**Instructions for the task**
Retype, exactly as written, every line from the one containing "# point at: person (one per instance)" through the last line of the records below, both included; skip the pictures.

**Listing**
■ ■ ■ ■ ■ ■ ■

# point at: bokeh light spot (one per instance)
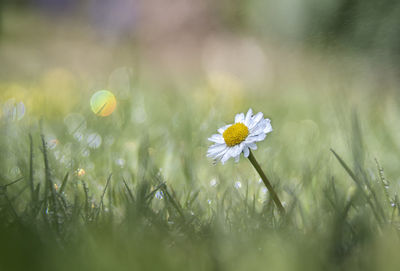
(103, 103)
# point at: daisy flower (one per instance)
(241, 136)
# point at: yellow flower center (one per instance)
(235, 134)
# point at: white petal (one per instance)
(236, 150)
(226, 156)
(221, 153)
(268, 128)
(248, 117)
(256, 138)
(252, 146)
(222, 129)
(254, 121)
(239, 118)
(259, 128)
(217, 138)
(246, 152)
(215, 149)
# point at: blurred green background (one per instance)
(135, 190)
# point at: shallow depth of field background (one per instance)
(325, 72)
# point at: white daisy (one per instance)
(233, 139)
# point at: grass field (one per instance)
(135, 190)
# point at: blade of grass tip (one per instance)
(19, 193)
(64, 183)
(86, 206)
(101, 205)
(357, 182)
(32, 186)
(14, 212)
(384, 182)
(13, 182)
(151, 194)
(50, 187)
(129, 190)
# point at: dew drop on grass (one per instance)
(159, 195)
(93, 140)
(85, 152)
(213, 182)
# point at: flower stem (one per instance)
(266, 182)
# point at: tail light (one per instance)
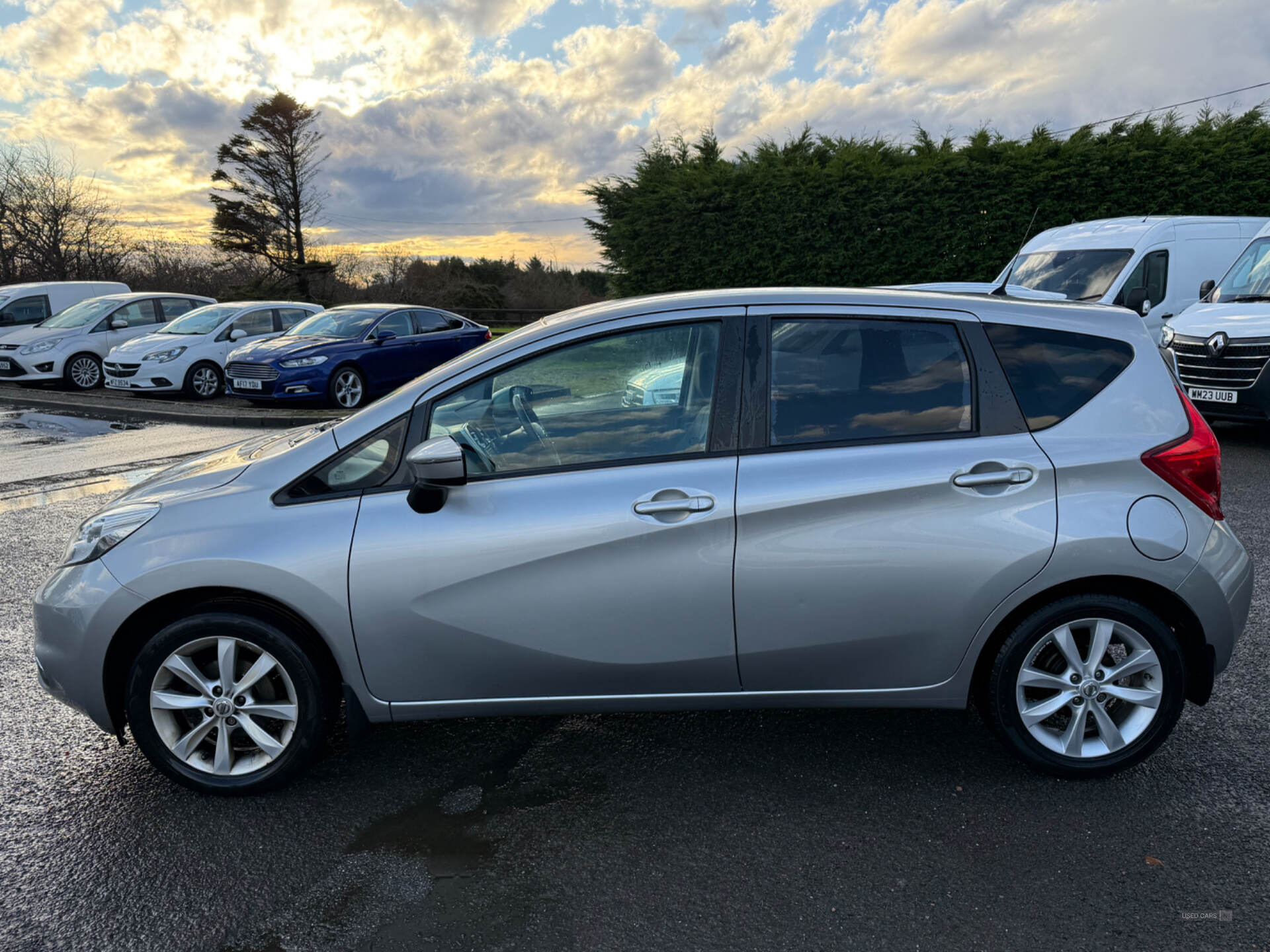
(1191, 463)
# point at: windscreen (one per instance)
(201, 320)
(83, 313)
(1078, 276)
(1249, 280)
(352, 323)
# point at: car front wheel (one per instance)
(225, 702)
(347, 389)
(83, 372)
(1087, 686)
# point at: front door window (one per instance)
(626, 397)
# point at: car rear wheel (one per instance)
(1087, 686)
(204, 381)
(225, 702)
(83, 372)
(347, 389)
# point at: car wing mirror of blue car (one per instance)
(436, 466)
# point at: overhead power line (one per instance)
(1161, 108)
(413, 221)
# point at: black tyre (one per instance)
(347, 389)
(83, 371)
(212, 739)
(1087, 686)
(204, 381)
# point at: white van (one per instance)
(1221, 344)
(1152, 266)
(23, 305)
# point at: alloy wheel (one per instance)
(1089, 688)
(349, 389)
(205, 381)
(224, 706)
(85, 372)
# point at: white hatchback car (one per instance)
(190, 353)
(71, 344)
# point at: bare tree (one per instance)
(55, 223)
(266, 187)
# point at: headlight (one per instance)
(107, 530)
(165, 356)
(41, 347)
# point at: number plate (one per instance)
(1213, 397)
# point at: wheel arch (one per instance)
(154, 616)
(1197, 653)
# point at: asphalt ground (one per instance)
(733, 830)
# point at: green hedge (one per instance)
(827, 211)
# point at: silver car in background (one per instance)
(820, 498)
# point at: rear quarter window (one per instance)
(1056, 372)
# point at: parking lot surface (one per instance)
(766, 829)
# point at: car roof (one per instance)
(1132, 231)
(984, 305)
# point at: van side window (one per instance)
(1150, 273)
(26, 310)
(1056, 372)
(840, 380)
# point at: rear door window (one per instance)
(429, 321)
(291, 317)
(175, 306)
(1056, 372)
(840, 380)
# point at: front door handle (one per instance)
(686, 504)
(994, 479)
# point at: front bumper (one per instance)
(135, 376)
(31, 367)
(1220, 590)
(294, 383)
(77, 614)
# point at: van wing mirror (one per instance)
(1137, 301)
(436, 466)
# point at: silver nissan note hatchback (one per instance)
(755, 498)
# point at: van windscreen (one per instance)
(1078, 274)
(1056, 372)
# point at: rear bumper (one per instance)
(77, 614)
(1220, 590)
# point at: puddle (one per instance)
(102, 485)
(62, 427)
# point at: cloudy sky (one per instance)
(469, 127)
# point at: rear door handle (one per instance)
(1015, 477)
(690, 504)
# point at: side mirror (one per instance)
(1137, 301)
(436, 465)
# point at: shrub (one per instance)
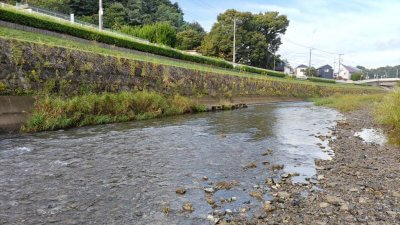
(161, 33)
(388, 114)
(51, 113)
(260, 71)
(48, 23)
(322, 80)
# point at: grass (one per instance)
(347, 103)
(13, 34)
(388, 114)
(52, 113)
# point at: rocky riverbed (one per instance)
(360, 185)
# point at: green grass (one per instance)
(12, 34)
(346, 103)
(388, 114)
(52, 113)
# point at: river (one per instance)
(127, 173)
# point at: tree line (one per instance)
(162, 22)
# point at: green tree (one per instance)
(356, 76)
(311, 72)
(190, 36)
(115, 15)
(257, 37)
(189, 39)
(161, 33)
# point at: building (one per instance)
(325, 72)
(346, 72)
(300, 71)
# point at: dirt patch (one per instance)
(359, 186)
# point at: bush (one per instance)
(51, 113)
(388, 114)
(161, 33)
(251, 69)
(47, 23)
(322, 80)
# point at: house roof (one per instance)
(322, 67)
(351, 69)
(302, 66)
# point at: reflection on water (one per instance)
(126, 173)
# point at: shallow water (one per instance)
(372, 136)
(127, 173)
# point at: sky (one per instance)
(367, 32)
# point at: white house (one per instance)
(346, 72)
(300, 71)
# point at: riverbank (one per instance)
(358, 186)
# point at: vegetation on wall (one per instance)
(47, 23)
(160, 33)
(257, 37)
(51, 113)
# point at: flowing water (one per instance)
(128, 173)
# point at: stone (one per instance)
(344, 207)
(323, 204)
(181, 191)
(209, 190)
(187, 206)
(256, 194)
(362, 200)
(333, 200)
(283, 195)
(396, 194)
(219, 213)
(268, 207)
(251, 166)
(277, 167)
(353, 190)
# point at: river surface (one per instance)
(127, 173)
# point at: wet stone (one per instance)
(181, 191)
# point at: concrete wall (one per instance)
(31, 68)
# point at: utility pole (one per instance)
(340, 62)
(234, 40)
(100, 14)
(309, 63)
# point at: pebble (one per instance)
(333, 200)
(209, 190)
(187, 206)
(181, 191)
(219, 213)
(323, 204)
(268, 207)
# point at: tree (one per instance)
(189, 39)
(257, 37)
(356, 76)
(311, 72)
(161, 33)
(190, 36)
(114, 15)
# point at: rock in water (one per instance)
(181, 191)
(187, 206)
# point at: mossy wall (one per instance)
(27, 67)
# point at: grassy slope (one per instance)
(52, 113)
(385, 107)
(7, 33)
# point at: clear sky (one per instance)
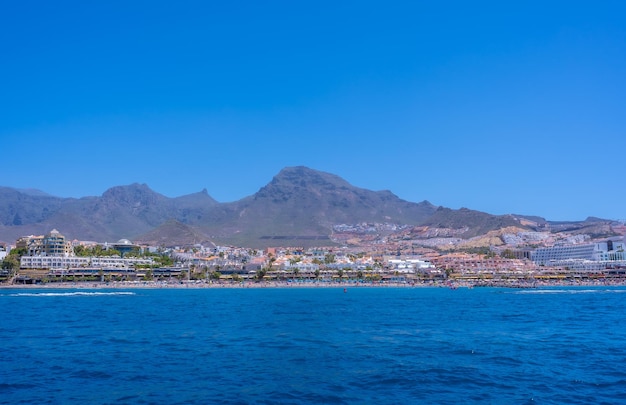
(503, 107)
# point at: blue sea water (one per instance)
(317, 345)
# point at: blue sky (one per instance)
(497, 106)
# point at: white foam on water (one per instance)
(71, 294)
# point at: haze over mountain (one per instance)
(299, 206)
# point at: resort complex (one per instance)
(52, 258)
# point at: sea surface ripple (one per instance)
(317, 345)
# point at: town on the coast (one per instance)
(519, 259)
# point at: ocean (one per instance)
(313, 346)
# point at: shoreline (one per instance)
(114, 285)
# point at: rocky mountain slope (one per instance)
(299, 206)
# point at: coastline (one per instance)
(86, 285)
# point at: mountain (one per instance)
(473, 223)
(301, 205)
(298, 207)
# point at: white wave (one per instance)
(70, 294)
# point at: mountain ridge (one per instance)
(297, 205)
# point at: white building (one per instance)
(74, 262)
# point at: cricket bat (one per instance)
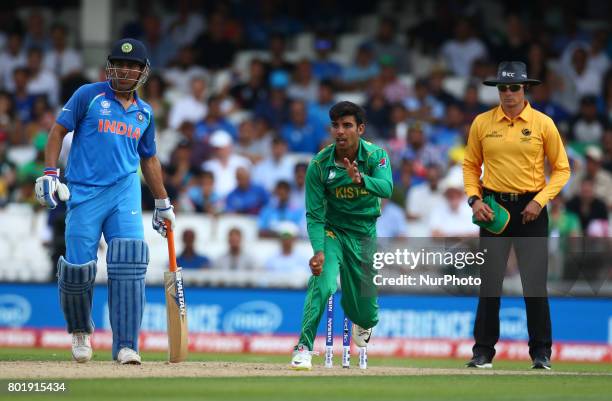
(176, 309)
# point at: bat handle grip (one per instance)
(171, 250)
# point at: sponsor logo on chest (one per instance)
(118, 128)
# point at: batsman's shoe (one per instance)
(81, 347)
(302, 359)
(128, 356)
(361, 336)
(480, 361)
(541, 362)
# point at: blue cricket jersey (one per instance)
(108, 140)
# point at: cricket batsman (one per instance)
(344, 186)
(113, 133)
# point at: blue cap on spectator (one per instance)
(279, 79)
(323, 44)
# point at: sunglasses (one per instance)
(513, 88)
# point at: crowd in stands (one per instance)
(236, 141)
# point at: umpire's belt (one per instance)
(509, 196)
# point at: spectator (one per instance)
(392, 221)
(323, 67)
(183, 70)
(604, 102)
(201, 196)
(180, 172)
(514, 45)
(452, 218)
(160, 47)
(471, 103)
(255, 89)
(36, 34)
(225, 163)
(541, 101)
(305, 86)
(448, 134)
(7, 172)
(42, 82)
(246, 198)
(402, 183)
(279, 210)
(358, 75)
(606, 144)
(302, 134)
(461, 51)
(191, 108)
(319, 110)
(587, 206)
(23, 101)
(436, 86)
(423, 106)
(235, 259)
(297, 197)
(12, 57)
(277, 61)
(184, 27)
(288, 260)
(275, 168)
(214, 42)
(275, 109)
(385, 45)
(154, 92)
(189, 258)
(7, 115)
(420, 152)
(422, 199)
(394, 89)
(61, 59)
(600, 178)
(378, 110)
(214, 121)
(588, 127)
(583, 78)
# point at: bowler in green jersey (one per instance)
(344, 185)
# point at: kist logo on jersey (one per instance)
(118, 128)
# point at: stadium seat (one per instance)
(303, 43)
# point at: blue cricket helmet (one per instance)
(127, 49)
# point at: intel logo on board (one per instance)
(15, 310)
(260, 317)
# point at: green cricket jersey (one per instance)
(333, 200)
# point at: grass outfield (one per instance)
(312, 388)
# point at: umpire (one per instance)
(511, 140)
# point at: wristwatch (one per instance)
(473, 199)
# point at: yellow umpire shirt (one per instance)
(513, 151)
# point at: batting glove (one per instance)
(50, 190)
(163, 211)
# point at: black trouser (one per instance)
(530, 245)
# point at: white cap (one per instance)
(593, 152)
(220, 139)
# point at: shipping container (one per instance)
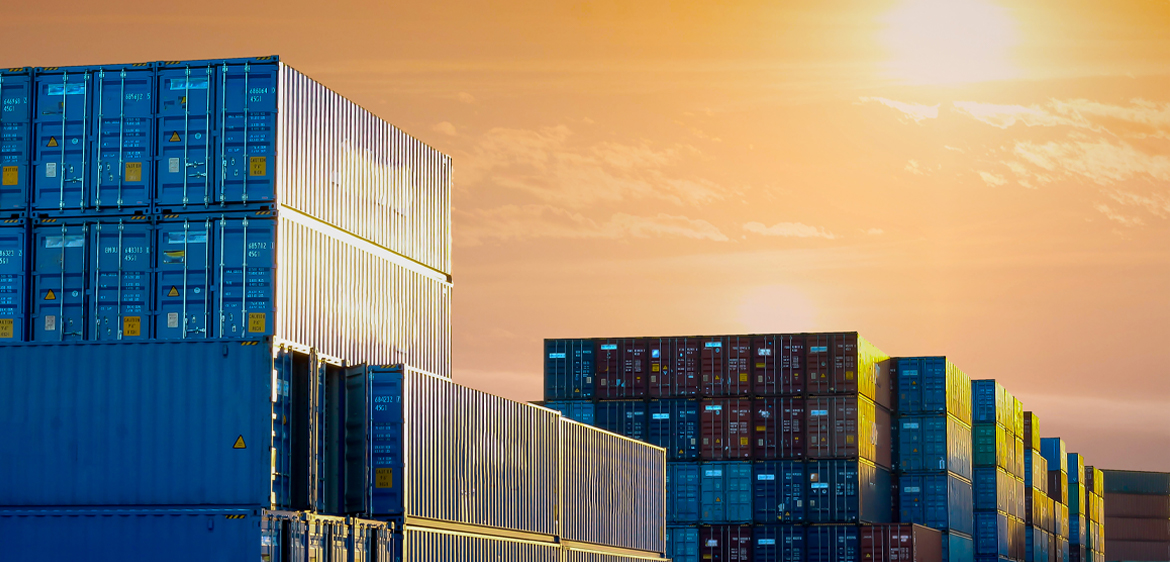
(683, 493)
(778, 492)
(727, 489)
(847, 364)
(623, 417)
(725, 543)
(568, 369)
(848, 491)
(674, 425)
(778, 364)
(178, 534)
(900, 542)
(779, 543)
(933, 385)
(940, 500)
(848, 426)
(934, 443)
(779, 430)
(725, 429)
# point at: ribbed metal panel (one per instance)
(344, 165)
(613, 489)
(447, 546)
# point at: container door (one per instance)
(60, 282)
(248, 134)
(123, 172)
(122, 280)
(184, 278)
(245, 258)
(15, 94)
(185, 136)
(62, 148)
(13, 279)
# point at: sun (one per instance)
(949, 41)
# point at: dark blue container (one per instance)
(568, 369)
(935, 443)
(833, 543)
(991, 534)
(683, 493)
(942, 501)
(575, 410)
(13, 280)
(15, 120)
(682, 543)
(727, 492)
(623, 417)
(848, 491)
(778, 492)
(779, 543)
(674, 425)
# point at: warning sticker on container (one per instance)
(131, 326)
(257, 165)
(133, 171)
(256, 322)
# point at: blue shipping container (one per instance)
(991, 534)
(934, 443)
(568, 369)
(779, 543)
(778, 492)
(848, 491)
(941, 501)
(623, 417)
(674, 425)
(15, 120)
(727, 492)
(683, 493)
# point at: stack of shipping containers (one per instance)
(933, 451)
(1136, 515)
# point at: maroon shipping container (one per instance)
(847, 427)
(778, 364)
(621, 368)
(673, 367)
(727, 429)
(725, 543)
(894, 542)
(779, 429)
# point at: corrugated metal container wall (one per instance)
(778, 363)
(612, 489)
(568, 369)
(98, 426)
(15, 120)
(184, 535)
(343, 165)
(419, 545)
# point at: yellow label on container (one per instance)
(257, 165)
(256, 322)
(131, 326)
(133, 171)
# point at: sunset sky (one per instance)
(988, 180)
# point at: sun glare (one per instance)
(949, 41)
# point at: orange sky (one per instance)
(985, 180)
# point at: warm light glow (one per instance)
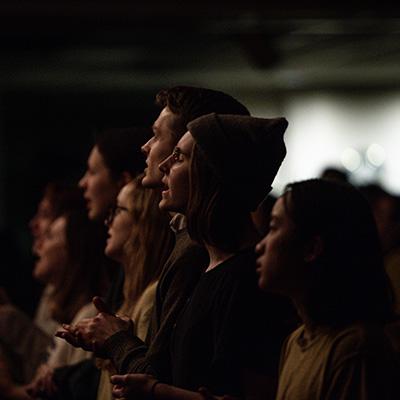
(351, 159)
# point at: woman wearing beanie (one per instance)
(230, 332)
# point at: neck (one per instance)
(301, 307)
(217, 256)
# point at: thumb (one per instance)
(101, 306)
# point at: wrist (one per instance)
(152, 391)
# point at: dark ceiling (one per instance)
(121, 45)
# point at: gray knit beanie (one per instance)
(244, 152)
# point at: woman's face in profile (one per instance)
(176, 176)
(100, 190)
(53, 254)
(280, 253)
(121, 224)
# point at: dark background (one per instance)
(69, 68)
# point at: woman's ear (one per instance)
(313, 249)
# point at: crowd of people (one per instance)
(170, 272)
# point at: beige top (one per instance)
(141, 318)
(353, 363)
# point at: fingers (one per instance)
(119, 379)
(101, 306)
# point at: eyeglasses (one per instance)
(114, 211)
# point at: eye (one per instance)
(177, 155)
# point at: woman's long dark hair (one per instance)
(85, 275)
(215, 213)
(349, 280)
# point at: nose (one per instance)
(82, 182)
(260, 247)
(165, 165)
(146, 147)
(33, 225)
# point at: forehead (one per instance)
(126, 192)
(95, 157)
(167, 123)
(58, 225)
(186, 142)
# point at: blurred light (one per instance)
(351, 159)
(376, 155)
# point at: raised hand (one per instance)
(91, 333)
(133, 386)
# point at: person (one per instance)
(323, 252)
(114, 160)
(181, 272)
(21, 354)
(140, 239)
(71, 261)
(228, 336)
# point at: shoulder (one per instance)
(359, 338)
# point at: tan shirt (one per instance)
(352, 363)
(141, 318)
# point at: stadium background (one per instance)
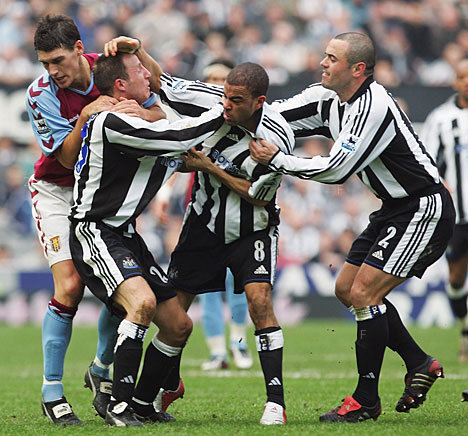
(418, 42)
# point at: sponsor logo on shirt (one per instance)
(129, 263)
(350, 143)
(55, 243)
(41, 126)
(72, 120)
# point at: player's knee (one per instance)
(177, 331)
(342, 293)
(145, 308)
(70, 290)
(184, 329)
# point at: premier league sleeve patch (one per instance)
(179, 86)
(42, 127)
(350, 143)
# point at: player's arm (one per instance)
(349, 154)
(303, 111)
(54, 133)
(126, 44)
(67, 153)
(197, 161)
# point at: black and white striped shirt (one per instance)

■ ■ ■ ■ ■ ■ ■

**Response below**
# point at: person (one per instance)
(323, 252)
(114, 160)
(181, 272)
(21, 354)
(140, 239)
(71, 261)
(228, 336)
# point at: shoulder (one per instance)
(359, 338)
# point at: tan shirt (one per instance)
(352, 363)
(141, 318)
# point at: stadium background (one per instance)
(418, 42)
# point at: sponsor logo on shirt (one per instance)
(129, 263)
(350, 143)
(55, 243)
(41, 126)
(72, 120)
# point at: player's knee (one per instance)
(177, 331)
(342, 293)
(145, 308)
(70, 290)
(184, 329)
# point at: premier league sleeve patch (one per instance)
(179, 86)
(42, 127)
(350, 143)
# point at: player's arm (one per instance)
(349, 154)
(303, 111)
(54, 133)
(126, 44)
(67, 153)
(197, 161)
# point at: black and white striped shirt (one per instance)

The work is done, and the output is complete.